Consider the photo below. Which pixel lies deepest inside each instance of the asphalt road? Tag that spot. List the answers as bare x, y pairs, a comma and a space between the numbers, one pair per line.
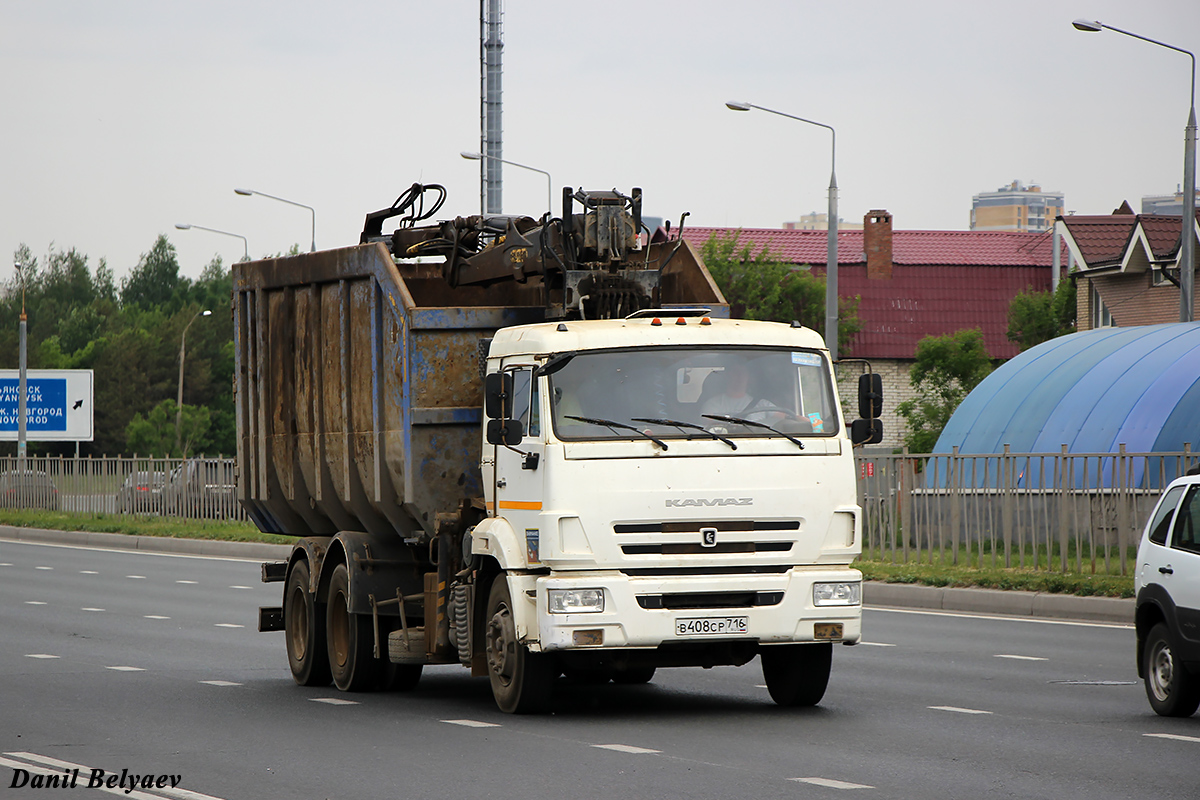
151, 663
========
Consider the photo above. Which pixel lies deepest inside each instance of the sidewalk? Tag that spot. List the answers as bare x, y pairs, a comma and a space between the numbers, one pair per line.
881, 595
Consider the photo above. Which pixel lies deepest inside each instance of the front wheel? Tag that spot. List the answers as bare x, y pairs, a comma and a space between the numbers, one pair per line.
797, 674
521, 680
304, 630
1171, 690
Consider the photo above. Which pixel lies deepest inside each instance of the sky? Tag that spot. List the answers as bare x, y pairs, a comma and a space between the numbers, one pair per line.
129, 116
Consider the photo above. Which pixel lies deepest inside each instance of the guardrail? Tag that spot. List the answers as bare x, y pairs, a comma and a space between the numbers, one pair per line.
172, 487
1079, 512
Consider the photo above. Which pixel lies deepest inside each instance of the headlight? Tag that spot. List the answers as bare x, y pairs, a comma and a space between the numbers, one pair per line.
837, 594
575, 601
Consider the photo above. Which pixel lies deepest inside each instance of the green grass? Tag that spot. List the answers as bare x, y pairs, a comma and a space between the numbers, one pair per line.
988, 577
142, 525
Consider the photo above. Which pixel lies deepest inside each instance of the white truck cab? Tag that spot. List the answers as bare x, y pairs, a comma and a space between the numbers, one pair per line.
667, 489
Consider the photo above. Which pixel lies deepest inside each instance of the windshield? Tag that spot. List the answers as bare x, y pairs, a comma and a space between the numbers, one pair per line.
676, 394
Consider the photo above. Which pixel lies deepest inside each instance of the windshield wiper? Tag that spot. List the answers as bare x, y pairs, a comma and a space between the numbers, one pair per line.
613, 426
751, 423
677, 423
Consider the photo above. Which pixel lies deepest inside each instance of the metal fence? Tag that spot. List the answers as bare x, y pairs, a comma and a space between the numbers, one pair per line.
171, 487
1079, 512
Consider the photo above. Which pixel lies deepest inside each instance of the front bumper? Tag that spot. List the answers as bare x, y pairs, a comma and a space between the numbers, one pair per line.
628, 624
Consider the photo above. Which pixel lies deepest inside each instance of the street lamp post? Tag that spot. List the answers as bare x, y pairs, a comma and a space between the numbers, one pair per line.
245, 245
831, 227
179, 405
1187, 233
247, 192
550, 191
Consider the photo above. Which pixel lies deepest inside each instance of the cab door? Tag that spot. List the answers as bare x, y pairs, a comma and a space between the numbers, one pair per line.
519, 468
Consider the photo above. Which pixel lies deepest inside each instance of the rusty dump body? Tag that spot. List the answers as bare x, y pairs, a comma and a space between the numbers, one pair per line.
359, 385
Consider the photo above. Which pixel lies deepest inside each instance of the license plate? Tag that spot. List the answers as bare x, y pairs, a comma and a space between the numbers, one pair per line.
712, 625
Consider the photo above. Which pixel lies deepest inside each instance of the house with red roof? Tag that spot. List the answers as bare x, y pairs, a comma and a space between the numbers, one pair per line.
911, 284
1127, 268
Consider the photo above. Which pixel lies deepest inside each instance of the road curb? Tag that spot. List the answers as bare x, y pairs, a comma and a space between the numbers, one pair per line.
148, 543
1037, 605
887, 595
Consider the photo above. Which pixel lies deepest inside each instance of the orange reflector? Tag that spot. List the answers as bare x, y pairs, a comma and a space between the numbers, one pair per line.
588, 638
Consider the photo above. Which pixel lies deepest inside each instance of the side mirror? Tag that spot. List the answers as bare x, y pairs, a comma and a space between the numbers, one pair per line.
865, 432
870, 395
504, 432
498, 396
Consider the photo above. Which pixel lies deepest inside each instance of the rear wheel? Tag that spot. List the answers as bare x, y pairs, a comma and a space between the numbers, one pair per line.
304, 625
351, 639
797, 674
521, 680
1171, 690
========
**Your objective**
Count the lines of the records above that contain the string "wheel". Give only the number.

**Answer to this problem**
2